▶ _Objective_: Copy out everything in the records from the line containing "Annotation guideline: for every instance of the residential" down to the line containing "Target: evergreen tree foliage", both lines included and guideline text kept unchanged. Scale every point coordinate by 1.05 and round it to a whole number, rounding halves up.

▶ _Data records_:

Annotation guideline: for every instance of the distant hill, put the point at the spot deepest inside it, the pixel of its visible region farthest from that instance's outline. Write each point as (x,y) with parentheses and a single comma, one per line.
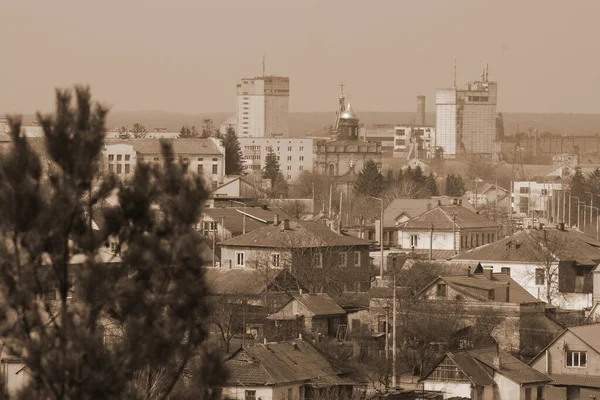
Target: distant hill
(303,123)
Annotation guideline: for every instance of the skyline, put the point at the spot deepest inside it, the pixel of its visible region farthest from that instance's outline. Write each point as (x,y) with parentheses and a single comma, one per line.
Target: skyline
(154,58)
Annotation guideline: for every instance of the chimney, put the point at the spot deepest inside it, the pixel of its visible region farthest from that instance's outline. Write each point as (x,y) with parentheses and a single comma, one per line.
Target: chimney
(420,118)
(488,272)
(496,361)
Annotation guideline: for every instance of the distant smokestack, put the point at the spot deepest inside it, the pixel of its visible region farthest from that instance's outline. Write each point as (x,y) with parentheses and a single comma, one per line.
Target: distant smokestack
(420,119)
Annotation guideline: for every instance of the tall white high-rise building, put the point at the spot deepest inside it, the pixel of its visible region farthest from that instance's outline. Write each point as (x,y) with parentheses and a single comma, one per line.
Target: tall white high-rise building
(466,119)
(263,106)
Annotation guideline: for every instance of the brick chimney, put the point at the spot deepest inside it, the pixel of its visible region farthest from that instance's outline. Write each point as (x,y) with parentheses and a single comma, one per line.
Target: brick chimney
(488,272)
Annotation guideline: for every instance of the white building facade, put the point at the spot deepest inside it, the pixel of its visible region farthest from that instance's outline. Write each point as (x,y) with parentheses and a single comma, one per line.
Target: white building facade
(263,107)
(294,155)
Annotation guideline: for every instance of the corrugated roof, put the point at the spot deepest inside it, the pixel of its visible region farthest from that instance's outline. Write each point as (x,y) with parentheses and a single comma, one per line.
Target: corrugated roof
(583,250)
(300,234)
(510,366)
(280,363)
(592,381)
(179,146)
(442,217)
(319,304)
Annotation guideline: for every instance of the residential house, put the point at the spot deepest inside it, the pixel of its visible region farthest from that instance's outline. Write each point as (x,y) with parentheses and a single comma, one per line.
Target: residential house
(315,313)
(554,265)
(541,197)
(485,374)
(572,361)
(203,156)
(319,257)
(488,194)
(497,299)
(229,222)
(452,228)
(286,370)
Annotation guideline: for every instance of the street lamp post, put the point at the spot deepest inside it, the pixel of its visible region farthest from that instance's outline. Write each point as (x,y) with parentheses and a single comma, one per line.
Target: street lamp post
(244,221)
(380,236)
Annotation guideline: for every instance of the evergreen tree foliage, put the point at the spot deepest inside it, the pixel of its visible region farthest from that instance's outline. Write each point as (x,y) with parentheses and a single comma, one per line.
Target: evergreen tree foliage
* * *
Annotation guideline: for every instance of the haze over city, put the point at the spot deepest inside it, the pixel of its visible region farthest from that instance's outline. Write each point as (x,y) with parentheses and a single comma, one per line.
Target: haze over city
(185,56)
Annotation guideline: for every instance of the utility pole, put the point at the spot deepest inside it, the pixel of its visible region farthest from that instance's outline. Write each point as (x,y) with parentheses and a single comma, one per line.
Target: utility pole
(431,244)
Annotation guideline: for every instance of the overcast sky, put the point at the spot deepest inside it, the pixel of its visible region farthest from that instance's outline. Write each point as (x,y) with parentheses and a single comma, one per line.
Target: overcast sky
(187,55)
==
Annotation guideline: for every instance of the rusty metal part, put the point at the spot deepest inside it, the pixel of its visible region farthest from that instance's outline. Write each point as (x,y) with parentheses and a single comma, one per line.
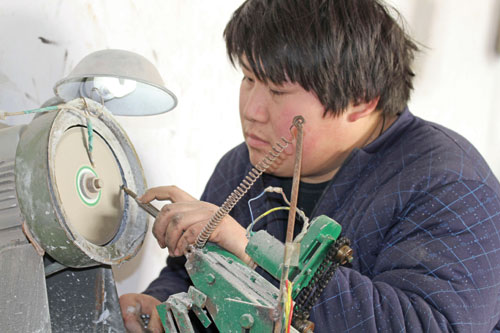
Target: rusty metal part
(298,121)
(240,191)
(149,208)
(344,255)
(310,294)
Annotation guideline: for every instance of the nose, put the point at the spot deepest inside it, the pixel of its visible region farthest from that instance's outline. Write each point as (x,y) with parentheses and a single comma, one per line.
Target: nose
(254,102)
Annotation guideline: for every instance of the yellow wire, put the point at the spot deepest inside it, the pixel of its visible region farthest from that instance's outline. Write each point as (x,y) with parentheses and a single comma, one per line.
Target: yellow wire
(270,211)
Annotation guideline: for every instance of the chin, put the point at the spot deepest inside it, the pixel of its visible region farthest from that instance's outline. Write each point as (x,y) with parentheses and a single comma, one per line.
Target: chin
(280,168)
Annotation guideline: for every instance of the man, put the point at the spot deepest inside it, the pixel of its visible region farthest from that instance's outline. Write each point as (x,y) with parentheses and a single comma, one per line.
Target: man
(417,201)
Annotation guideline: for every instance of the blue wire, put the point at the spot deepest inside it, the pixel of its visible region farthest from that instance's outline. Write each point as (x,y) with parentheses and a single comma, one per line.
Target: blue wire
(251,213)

▶ _Solution for this problem_:
Annotation guideline: for every instance of the residential house, put the point at the spot deepest inside it, the pixel of its visible region farthest from that instance's outline. Write each point as (x,y) with parentheses and a single comma, one per line.
Target: residential house
(331,329)
(582,278)
(568,207)
(509,393)
(601,379)
(213,164)
(335,270)
(512,204)
(522,314)
(240,233)
(475,239)
(300,389)
Annotation guideline: for every instance of the street lamp post, put the point at the spot deepest inside it, the pixel of its visible region farthest from that instance's outline. Write each point as (x,y) with parentheses and a single comma, one per line.
Target: street lamp post
(256,232)
(399,248)
Annotation guideline: for every instance of the evergreen tree foliage, put the point at the spot deepest inside it, the pixel of its visible region farthest from that instance's outline. Write each point as (x,y) with parentheses and a single comma, one per line.
Target: evergreen tree foliage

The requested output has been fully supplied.